WHAT YOU HAVE TO DO:
Copy the listing below from the line containing "Pick out every instance of the forearm" through the end of the listing, keeping every line, the requests included. In the answer points, offset each coordinate by -56.
[BEGIN]
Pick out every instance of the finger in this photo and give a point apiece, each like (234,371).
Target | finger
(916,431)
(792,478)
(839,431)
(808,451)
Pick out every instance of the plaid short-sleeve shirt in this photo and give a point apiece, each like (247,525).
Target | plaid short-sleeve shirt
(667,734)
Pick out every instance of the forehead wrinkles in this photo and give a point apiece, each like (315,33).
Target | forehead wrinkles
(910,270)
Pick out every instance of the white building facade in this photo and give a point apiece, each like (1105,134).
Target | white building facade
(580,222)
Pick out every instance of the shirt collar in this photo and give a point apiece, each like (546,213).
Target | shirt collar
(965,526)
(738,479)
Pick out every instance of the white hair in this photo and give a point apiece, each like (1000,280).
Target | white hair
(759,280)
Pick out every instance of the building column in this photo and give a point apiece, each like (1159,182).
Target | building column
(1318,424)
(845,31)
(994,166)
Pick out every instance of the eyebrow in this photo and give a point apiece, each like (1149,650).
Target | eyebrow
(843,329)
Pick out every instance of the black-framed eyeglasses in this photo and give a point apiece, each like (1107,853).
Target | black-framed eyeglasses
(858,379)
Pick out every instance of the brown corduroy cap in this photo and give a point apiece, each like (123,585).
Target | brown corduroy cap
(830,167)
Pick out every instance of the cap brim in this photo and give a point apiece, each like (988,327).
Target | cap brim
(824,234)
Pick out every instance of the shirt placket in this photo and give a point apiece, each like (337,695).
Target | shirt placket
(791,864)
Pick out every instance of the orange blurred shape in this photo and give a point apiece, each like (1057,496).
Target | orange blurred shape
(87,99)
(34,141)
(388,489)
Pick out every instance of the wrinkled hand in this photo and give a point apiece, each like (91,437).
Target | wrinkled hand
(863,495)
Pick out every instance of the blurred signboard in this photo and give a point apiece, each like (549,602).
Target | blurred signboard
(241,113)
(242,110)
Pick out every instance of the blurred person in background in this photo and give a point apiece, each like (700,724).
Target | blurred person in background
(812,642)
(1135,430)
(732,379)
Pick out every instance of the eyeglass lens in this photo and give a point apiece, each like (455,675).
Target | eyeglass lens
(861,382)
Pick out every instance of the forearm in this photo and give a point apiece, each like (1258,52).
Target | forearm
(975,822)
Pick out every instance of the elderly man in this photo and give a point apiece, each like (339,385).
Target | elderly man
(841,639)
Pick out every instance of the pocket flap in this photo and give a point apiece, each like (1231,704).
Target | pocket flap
[END]
REPLY:
Pick out every instance of the forearm in this photo and give a point apiece, each like (1258,52).
Target | forearm
(919,766)
Pick out every instance of the elderly man in this photo and give a point apiece, each like (339,385).
Target | elderly man
(785,583)
Pick out every instance of the pocket flap in this photo and give a point apiece, each like (1231,704).
Target | pocket flap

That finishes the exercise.